Les tenants de la Loi sur la laïcité de l’État pourront maintenant répliquer à leurs adversaires les accusant de combattre un ennemi imaginaire : deux mères montréalaises affirment que des éducatrices voilées ont fait pression sur leurs filles pour qu’elles adoptent elles aussi des pratiques musulmanes. Une preuve, selon elle, que le hidjab n’est pas toujours neutre et conduit parfois au prosélytisme.


Dans le cadre de la contestation judiciaire de la loi 21, le groupe féministe Pour le droit des femmes du Québec (PDF Québec) a été autorisé à intervenir et à présenter des témoins. PDF a donc présenté le cas d’Ines Hadj Kacem et de Ferroudja Si Hadj Mohand, deux femmes ayant émigré au Canada qui disent vouloir élever leurs filles dans la plus totale égalité des sexes. Or, elles estiment que l’école publique montréalaise a échoué à cet égard.



J’ai quitté la Tunisie pour que ma fille puisse grandir dans un milieu respectueux de ses choix et décisions




 

Dans une déclaration faite sous serment, Mme Hadj Kacem relate que sa fille fréquentant le service de garde de son école primaire d’Hochelaga-Maisonneuve a subi la pression d’éducatrices voilées pour qu’elle remercie Allah à la fin des repas et qu’elle cesse d’avoir recours au traiteur de l’école parce que la nourriture servie n’est pas halal ou contient du porc. Mme Hadj Kacem dit avoir retiré sa fille du service de garde après avoir déposé plusieurs plaintes à la direction.



Libre de ses choix


« J’ai quitté la Tunisie pour que ma fille puisse grandir dans un milieu respectueux de ses choix et décisions », est-il écrit dans la déclaration sous serment. « Or, c’est en fréquentant l’école publique de mon quartier que ma fille subit des pressions pour se comporter comme une “bonne musulmane”. […] J’ai la forte impression que le port d’un signe religieux par des personnes en position d’autorité influence les comportements de ma fille et la fait questionner ses choix et ceux de sa mère. »


Mme Hadj Kacem relate que sa fille subit aussi la pression d’autres écoliers parce qu’elle ne porte pas le voile. Tout cela, note la mère montréalaise, « porte préjudice à ce que nous venions chercher au Québec, soit l’égalité de faits entre les femmes et les hommes ».




Pour sa part, Ferroudja Si Hadj Mohand raconte qu’une éducatrice portant le hidjab aurait interpellé une amie de sa fille de 9 ans parce qu’elle enlevait et remettait son voile islamique dans la cour de l’école de Montréal-Nord qu’elles fréquentent. L’éducatrice lui aurait dit qu’une fois mis, le voile ne devait plus être enlevé. Puis, se tournant vers la fille de Mme Hadj Mohand, elle lui aurait demandé quand elle commencerait à le porter. La jeune fille s’est sentie « gênée » et obligée de répondre « Peut-être au secondaire ».

(Données sources)
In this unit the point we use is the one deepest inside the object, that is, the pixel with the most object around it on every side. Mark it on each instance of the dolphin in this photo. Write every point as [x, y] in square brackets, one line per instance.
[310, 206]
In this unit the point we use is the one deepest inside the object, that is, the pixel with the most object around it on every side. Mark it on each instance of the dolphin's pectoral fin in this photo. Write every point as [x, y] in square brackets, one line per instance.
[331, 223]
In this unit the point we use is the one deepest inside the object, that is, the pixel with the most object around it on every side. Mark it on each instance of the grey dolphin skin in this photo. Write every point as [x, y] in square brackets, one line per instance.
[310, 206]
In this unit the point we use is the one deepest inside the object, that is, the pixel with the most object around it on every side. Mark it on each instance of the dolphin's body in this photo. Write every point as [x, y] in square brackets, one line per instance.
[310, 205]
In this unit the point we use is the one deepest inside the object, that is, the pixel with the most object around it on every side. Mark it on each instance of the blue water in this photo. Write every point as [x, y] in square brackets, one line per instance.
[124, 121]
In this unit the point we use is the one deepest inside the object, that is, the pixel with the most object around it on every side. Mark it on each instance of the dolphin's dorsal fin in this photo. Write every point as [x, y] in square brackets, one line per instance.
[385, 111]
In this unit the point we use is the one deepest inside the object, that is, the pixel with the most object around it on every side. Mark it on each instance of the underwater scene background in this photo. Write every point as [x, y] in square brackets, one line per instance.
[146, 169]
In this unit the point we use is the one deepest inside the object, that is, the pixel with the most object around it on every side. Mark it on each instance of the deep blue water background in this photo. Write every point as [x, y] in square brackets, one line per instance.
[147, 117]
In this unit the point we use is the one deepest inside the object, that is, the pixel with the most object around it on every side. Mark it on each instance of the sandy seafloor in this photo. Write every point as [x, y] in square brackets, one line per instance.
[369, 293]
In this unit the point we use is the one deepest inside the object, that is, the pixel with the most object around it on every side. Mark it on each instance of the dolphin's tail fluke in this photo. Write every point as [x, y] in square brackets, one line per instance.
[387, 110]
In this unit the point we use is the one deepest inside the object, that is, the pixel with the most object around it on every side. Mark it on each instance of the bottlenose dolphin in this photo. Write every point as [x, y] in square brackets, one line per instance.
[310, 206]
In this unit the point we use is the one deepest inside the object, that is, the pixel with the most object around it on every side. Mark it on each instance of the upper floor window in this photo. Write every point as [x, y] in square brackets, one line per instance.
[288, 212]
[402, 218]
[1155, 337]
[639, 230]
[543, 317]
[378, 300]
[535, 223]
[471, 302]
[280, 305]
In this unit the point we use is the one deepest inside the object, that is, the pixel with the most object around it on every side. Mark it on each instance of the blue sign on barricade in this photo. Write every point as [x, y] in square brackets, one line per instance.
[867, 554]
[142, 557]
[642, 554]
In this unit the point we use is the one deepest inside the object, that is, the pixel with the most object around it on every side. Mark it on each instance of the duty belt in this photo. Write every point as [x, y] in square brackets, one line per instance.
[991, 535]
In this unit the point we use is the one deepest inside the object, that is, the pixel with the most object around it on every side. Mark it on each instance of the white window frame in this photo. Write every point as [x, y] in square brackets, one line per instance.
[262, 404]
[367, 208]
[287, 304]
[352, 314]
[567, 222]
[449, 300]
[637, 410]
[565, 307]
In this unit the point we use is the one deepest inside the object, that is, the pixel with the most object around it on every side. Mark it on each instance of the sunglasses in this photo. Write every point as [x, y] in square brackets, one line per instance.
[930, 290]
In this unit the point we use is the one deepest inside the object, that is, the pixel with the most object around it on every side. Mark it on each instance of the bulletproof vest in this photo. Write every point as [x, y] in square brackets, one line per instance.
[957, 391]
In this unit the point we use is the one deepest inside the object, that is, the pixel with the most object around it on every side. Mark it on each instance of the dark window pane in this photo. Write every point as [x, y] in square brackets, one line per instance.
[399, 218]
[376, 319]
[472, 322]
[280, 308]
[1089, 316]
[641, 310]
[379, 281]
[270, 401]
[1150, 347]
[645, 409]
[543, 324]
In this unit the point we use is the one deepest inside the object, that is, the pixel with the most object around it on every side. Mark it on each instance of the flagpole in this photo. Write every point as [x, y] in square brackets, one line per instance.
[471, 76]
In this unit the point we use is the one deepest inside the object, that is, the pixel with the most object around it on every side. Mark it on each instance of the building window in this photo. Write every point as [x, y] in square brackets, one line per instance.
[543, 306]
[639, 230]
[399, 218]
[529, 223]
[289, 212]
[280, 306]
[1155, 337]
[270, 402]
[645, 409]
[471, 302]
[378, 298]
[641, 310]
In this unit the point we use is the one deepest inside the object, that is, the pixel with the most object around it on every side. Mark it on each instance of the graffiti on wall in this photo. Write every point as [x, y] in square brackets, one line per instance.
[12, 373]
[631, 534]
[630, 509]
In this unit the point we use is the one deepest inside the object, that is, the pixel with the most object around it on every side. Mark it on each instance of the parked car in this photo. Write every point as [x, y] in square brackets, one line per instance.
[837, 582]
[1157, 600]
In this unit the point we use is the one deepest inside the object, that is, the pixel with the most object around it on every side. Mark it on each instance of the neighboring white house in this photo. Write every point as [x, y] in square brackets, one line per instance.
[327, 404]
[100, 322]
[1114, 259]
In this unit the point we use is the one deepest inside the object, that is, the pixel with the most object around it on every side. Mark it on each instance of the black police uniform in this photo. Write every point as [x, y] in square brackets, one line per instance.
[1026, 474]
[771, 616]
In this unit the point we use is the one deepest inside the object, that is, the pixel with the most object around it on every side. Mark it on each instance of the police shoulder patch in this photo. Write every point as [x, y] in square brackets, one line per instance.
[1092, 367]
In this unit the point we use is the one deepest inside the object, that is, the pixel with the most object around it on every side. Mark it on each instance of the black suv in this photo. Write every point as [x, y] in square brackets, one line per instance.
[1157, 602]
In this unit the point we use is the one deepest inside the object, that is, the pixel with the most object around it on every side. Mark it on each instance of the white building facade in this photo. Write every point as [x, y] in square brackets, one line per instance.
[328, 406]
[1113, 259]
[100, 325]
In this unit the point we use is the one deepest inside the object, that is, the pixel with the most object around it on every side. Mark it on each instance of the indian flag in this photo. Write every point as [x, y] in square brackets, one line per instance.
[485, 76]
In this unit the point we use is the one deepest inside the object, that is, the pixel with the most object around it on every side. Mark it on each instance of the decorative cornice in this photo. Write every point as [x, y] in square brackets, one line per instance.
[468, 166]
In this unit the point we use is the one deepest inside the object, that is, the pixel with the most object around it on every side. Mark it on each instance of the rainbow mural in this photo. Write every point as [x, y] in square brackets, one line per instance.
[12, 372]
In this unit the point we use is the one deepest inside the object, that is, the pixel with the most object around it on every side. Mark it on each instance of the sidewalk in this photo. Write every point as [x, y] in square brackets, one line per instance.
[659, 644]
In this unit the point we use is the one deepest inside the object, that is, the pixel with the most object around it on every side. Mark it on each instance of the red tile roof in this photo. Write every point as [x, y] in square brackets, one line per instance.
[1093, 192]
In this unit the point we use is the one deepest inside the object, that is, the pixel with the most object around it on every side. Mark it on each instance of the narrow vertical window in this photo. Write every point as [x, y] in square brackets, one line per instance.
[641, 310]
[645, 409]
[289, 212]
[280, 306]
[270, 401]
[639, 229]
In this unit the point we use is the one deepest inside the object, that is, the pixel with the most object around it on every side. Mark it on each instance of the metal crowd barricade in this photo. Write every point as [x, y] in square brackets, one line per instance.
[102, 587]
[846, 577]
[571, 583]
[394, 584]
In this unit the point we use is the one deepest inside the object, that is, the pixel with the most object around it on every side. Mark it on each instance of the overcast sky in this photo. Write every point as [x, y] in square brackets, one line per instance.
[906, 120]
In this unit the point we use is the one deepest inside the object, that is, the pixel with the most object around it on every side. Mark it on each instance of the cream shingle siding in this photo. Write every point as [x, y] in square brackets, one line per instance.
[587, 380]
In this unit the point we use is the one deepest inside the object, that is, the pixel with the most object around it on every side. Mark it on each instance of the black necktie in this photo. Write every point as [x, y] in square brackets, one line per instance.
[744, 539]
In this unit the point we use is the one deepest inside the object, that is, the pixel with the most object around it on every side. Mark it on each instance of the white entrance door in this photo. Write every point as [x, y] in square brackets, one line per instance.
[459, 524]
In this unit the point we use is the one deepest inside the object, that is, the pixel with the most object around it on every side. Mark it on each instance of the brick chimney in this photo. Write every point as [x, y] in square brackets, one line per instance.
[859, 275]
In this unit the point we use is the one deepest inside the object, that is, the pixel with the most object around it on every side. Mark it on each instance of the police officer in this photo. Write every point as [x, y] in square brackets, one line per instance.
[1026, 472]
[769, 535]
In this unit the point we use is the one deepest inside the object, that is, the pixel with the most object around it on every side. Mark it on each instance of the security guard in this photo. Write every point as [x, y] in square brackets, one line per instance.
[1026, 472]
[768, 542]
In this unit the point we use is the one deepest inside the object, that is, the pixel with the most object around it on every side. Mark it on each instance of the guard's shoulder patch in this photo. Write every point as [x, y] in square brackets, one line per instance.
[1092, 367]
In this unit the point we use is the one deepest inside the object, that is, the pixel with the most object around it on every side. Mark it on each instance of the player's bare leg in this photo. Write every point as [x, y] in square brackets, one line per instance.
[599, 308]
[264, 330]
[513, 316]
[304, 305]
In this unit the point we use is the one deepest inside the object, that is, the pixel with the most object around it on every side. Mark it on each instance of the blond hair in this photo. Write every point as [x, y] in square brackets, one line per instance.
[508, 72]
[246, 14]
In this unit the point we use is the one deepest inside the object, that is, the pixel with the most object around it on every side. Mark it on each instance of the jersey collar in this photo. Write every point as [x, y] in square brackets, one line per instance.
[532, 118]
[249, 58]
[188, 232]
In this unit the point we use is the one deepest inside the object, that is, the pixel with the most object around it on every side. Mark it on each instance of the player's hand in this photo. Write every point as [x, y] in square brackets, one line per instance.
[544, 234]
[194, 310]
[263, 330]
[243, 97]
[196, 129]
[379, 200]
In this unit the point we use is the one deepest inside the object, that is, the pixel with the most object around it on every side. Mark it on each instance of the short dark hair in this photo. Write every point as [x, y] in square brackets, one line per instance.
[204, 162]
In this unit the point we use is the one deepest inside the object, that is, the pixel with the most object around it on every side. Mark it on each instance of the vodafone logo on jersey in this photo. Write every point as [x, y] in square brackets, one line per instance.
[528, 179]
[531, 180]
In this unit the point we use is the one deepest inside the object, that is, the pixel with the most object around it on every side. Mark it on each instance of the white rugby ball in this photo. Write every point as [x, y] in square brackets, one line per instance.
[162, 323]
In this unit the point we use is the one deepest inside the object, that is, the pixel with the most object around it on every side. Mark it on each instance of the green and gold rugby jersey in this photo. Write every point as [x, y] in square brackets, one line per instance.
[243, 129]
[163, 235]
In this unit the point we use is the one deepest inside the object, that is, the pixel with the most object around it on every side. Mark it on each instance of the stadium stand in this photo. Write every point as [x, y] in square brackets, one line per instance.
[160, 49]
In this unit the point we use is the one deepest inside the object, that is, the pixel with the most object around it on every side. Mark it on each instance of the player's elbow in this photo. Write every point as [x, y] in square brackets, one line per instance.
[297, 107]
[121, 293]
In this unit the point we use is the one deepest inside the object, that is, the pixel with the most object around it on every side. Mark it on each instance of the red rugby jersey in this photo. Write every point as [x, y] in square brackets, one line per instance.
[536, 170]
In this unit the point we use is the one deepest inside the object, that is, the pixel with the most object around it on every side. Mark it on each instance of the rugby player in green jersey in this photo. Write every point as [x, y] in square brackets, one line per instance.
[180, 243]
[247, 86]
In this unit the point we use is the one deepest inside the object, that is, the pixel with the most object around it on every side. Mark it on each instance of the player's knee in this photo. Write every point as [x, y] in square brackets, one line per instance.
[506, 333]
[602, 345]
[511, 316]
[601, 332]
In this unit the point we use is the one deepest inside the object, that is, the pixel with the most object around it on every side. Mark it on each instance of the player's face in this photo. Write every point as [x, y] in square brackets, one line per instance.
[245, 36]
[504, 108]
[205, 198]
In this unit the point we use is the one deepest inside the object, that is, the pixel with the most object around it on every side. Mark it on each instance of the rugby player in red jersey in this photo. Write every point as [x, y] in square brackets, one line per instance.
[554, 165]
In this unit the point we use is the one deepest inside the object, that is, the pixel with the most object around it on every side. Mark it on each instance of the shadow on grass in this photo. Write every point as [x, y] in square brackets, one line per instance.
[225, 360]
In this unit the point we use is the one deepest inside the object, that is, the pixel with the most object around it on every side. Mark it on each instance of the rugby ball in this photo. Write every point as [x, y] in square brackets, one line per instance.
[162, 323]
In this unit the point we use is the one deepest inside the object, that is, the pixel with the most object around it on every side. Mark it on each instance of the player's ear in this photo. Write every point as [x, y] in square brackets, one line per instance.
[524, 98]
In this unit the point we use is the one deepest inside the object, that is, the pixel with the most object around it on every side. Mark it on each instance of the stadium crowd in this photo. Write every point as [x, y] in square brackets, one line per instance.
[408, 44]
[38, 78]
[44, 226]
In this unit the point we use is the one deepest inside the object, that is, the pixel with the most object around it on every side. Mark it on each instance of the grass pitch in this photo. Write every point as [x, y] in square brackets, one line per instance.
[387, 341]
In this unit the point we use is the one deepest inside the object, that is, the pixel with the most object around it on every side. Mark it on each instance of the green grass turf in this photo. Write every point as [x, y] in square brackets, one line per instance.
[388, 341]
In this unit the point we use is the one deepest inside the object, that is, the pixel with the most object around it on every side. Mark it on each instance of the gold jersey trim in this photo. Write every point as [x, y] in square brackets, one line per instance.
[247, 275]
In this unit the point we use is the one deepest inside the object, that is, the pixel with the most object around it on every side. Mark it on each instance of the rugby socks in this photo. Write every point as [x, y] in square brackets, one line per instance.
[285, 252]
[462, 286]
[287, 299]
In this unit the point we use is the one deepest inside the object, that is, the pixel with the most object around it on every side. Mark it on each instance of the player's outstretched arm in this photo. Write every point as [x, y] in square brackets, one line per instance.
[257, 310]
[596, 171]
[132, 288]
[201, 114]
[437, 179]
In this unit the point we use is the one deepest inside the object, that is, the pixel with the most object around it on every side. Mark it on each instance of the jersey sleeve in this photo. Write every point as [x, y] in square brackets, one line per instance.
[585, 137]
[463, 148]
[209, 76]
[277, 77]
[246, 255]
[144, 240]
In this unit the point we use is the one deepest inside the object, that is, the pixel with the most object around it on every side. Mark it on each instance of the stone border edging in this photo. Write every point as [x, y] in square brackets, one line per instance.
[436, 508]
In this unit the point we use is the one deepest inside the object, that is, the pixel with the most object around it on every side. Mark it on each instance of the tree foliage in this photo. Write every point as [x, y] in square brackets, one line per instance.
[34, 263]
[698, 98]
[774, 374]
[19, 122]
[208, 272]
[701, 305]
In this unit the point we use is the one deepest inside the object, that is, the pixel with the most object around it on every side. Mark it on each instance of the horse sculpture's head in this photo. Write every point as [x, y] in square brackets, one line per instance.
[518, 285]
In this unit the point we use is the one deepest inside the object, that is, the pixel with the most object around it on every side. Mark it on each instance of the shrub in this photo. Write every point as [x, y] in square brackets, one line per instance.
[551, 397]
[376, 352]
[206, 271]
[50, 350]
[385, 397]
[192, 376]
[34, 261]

(Consignes)
1. Comptez les lignes des rangées qui contiennent la chaîne « patch », en tenant compte de la casse, et donnez seulement ce nombre.
2. Rédigez la suite de l'article sur la contestation de la loi 21, en commençant après sa dernière phrase.

(Réponses)
1. 2

2.
Un interdit légitime


« Nous avons dû avoir une longue conversation [avec notre fille] pour lui expliquer qu’elle n’était pas obligée de mentir sur sa croyance pour plaire à son éducatrice, témoigne Mme Mohand dans sa déclaration sous serment. Il est très difficile pour mes filles de résister aux pressions de leurs pairs à porter le voile, car elles ne veulent pas déplaire, et il s’agit parfois d’un signe d’appartenance au groupe. »


Les deux femmes ont refusé de parler au Devoir afin que le débat se tienne au tribunal, comme il se doit. L’avocate de PDF Québec, l’ex-présidente du Conseil du statut de la femme Christiane Pelchat, explique que ces deux témoignages sont importants. « Ça démontre que l’interdiction de signes religieux chez certains fonctionnaires est tout à fait légitime et prend en compte le droit des femmes à l’égalité, mais aussi le droit des enfants et des petites filles à l’égalité, au respect de leur liberté religieuse et le droit de ne pas être l’objet de prosélytisme. »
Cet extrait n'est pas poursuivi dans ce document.